▶ [Aim] Make an exact copy of the lines below.
####################
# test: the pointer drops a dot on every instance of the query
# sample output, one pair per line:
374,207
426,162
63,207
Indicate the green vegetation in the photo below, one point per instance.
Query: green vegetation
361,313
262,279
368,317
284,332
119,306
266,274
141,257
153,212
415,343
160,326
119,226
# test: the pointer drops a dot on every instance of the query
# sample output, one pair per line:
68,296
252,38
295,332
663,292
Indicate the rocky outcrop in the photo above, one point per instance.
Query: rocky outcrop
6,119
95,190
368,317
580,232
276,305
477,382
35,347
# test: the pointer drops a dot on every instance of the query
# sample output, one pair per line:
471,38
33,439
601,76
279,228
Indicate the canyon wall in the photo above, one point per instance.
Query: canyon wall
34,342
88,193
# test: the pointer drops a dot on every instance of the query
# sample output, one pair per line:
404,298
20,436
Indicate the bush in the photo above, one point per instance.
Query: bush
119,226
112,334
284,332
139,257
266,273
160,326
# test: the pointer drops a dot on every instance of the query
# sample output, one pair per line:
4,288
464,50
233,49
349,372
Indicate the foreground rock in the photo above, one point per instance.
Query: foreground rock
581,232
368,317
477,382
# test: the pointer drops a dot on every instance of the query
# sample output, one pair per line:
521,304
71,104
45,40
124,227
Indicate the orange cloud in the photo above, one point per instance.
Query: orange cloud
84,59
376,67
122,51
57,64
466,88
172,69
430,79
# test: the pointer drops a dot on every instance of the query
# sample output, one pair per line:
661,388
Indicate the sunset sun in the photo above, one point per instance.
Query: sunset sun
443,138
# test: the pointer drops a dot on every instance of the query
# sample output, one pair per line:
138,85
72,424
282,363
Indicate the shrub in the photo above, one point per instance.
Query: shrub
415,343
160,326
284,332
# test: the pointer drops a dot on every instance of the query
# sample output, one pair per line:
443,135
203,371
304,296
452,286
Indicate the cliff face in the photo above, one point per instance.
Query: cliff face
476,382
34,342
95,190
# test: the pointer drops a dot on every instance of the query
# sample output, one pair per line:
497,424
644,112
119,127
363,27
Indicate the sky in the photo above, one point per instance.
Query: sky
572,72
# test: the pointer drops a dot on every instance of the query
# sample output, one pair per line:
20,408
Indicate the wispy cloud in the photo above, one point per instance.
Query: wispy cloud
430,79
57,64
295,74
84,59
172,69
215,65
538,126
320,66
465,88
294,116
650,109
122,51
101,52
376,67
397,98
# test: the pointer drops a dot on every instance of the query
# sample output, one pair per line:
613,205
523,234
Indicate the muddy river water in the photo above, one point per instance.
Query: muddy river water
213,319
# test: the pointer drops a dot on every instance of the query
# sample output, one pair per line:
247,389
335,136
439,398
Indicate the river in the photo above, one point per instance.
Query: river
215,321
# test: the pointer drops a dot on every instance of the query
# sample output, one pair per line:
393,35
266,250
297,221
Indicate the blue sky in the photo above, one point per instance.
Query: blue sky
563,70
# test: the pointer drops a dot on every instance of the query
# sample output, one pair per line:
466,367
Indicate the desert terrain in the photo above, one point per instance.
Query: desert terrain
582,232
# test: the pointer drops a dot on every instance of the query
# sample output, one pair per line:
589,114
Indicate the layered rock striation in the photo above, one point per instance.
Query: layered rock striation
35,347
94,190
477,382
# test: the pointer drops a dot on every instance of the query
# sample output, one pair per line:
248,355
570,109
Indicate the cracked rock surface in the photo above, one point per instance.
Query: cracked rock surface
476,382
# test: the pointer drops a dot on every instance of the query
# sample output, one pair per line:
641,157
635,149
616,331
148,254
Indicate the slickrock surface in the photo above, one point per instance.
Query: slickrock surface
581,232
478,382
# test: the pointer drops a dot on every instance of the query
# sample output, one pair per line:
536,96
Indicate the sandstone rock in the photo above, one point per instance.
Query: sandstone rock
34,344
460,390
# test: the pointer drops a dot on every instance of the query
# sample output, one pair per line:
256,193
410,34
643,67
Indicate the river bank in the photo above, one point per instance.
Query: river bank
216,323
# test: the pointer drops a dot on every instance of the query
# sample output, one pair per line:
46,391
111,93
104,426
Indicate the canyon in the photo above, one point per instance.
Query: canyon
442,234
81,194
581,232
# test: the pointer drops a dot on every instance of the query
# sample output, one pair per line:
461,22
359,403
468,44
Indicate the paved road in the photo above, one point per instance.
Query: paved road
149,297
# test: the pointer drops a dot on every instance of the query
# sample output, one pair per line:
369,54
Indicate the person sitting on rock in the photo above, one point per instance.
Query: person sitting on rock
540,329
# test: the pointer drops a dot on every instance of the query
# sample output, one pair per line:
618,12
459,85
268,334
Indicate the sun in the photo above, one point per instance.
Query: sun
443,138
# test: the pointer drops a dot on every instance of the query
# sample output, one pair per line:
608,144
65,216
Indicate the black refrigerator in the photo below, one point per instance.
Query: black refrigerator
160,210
####################
▶ [Answer to this exercise]
# test: the pointer drops a dot on every instance of the query
# sample output, one pair per line:
374,207
426,162
63,207
Indicate the green vegetation in the photo below, one point per instance.
Query: green vegetation
361,313
262,279
368,317
284,332
119,306
266,274
141,257
153,212
415,343
160,326
119,226
# test: the pointer drops a dot on every instance of the query
# sample output, one pair per line:
68,296
252,38
295,332
663,292
Indicate the rocky outcrop in the photo above, one point per instance.
Query: rocky outcrop
6,119
95,190
368,317
580,232
276,305
477,382
35,347
# test: the pointer drops a dot on every instance of the query
# sample output, one pair per line:
471,38
33,439
601,76
279,228
Indicate the canyon wall in the photo above, one point per instance.
Query: canyon wall
34,342
88,193
# test: the pointer drops a dot on every instance of the query
# sample output, one pair per line:
404,298
20,436
Indicate the bush in the photo above, one point per instance.
Query: bush
119,226
112,334
284,332
139,257
266,273
160,326
# test: the pointer drops a dot on every instance of the query
# sample output, one pair per line:
4,288
464,50
233,49
349,372
Indicate the foreground rock in the photo above, one point per instance.
Query: foreground rock
581,232
368,317
477,382
# test: the pointer drops a dot on every instance of the query
# sample output, one pair per line:
521,304
71,104
45,40
124,227
Indicate the orange cloud in the photo above, one point per instance.
Query: orange cloud
84,59
376,67
122,51
57,64
466,88
172,69
430,79
# test: the pointer drops a dot on every instance of the query
# sample output, one pair per line:
661,388
Indicate the sunset sun in the photo above, one point per instance.
Query: sunset sun
443,138
# test: the pointer drops a dot on every instance of the query
# sample output, one pair per line:
138,85
72,424
282,363
Indicate the shrub in the photo above, one point per instance.
Query: shrub
415,343
160,326
284,332
# test: the pointer drops a dot on every instance of the query
# sample output, one pair per line:
443,135
203,371
304,296
452,286
Indicate the cliff face in the photo above, one point per instance.
Query: cliff face
476,382
34,342
95,190
# test: the pointer drops a dot on every instance of the query
# sample output, one pair per line:
497,424
644,112
119,127
363,27
Indicate the sky in the photo above, one point per instance.
Query: sky
572,72
# test: the pointer drops a dot on every instance of the query
# sample output, one pair per line:
20,408
Indicate the wispy cloud in the photo above, one point per instance.
Query: wispy cloud
430,79
57,64
295,74
84,59
172,69
215,65
538,126
320,66
465,88
294,116
650,109
122,51
101,52
376,67
397,98
# test: the pointer drops a dot on every instance of the query
# sample output, one pair per line:
613,205
523,234
Indicate the muddy river water in the photo above, one point per instance.
Query: muddy river water
213,319
# test: the pointer drops a dot on every instance of the query
# sample output, one pair per line:
247,389
335,136
439,398
Indicate the river in the photo above, one point per instance.
Query: river
215,321
# test: the pointer drops a dot on every instance of the query
# sample output, one pair per line:
393,35
266,250
297,221
Indicate the blue sky in the photo above, one point per instance.
Query: blue sky
563,70
# test: the pointer drops a dot on every instance of the query
# sample output, one pair per line:
466,367
Indicate the desert terrain in the photo above, one point per instance.
Query: desert terrain
582,232
# test: the pointer drops a dot on every instance of the query
# sample output, one pair per line:
589,114
Indicate the layered rock striation in the photo above, one point per instance.
Query: layered rock striation
35,347
94,190
477,382
# test: the pointer drops a dot on every instance of the query
# sample output, one pair per line:
248,355
570,109
Indicate the cracked rock surface in the photo above, one point per instance.
Query: cracked rock surface
476,382
# test: the pointer drops a dot on every instance of the query
# sample output, one pair per line:
641,157
635,149
616,331
148,254
Indicate the slickrock surface in the photo above, one point per instance.
Query: slickrock surface
581,232
478,382
# test: the pointer drops a dot on every instance of the query
# sample output, one pair per line:
536,96
Indicate the sandstone rock in the photo above, one point per instance.
Query: sandstone rock
34,344
460,390
# test: the pointer drops a dot on every instance of the query
# sample output, one pair per line:
256,193
410,34
643,67
Indicate the river bank in the photo above, one point per instance.
Query: river bank
216,323
# test: the pointer drops a dot on every instance of the query
# sample output, one pair per line:
46,391
111,93
104,426
Indicate the canyon in the photo above, one point per instance.
Query: canyon
442,234
81,194
581,232
# test: the pointer drops a dot on every instance of the query
# sample output, one pair per line:
461,22
359,403
468,44
Indicate the paved road in the photo above, one point per instance.
Query: paved road
149,297
# test: the pointer drops a dot on every instance of the query
# sample output, one pair per line:
369,54
Indicate the person sitting on rock in the photo above, one point per instance.
Query: person sitting on rock
540,329
# test: the pointer drops a dot on every instance of the query
# sample output, one pair per line:
618,12
459,85
268,334
Indicate the sun in the photo above, one point per instance.
Query: sun
443,138
# test: the pointer drops a dot on every instance of the query
# sample output, one pair per line:
608,144
65,216
Indicate the black refrigerator in the photo below, one point per instance.
Query: black refrigerator
160,210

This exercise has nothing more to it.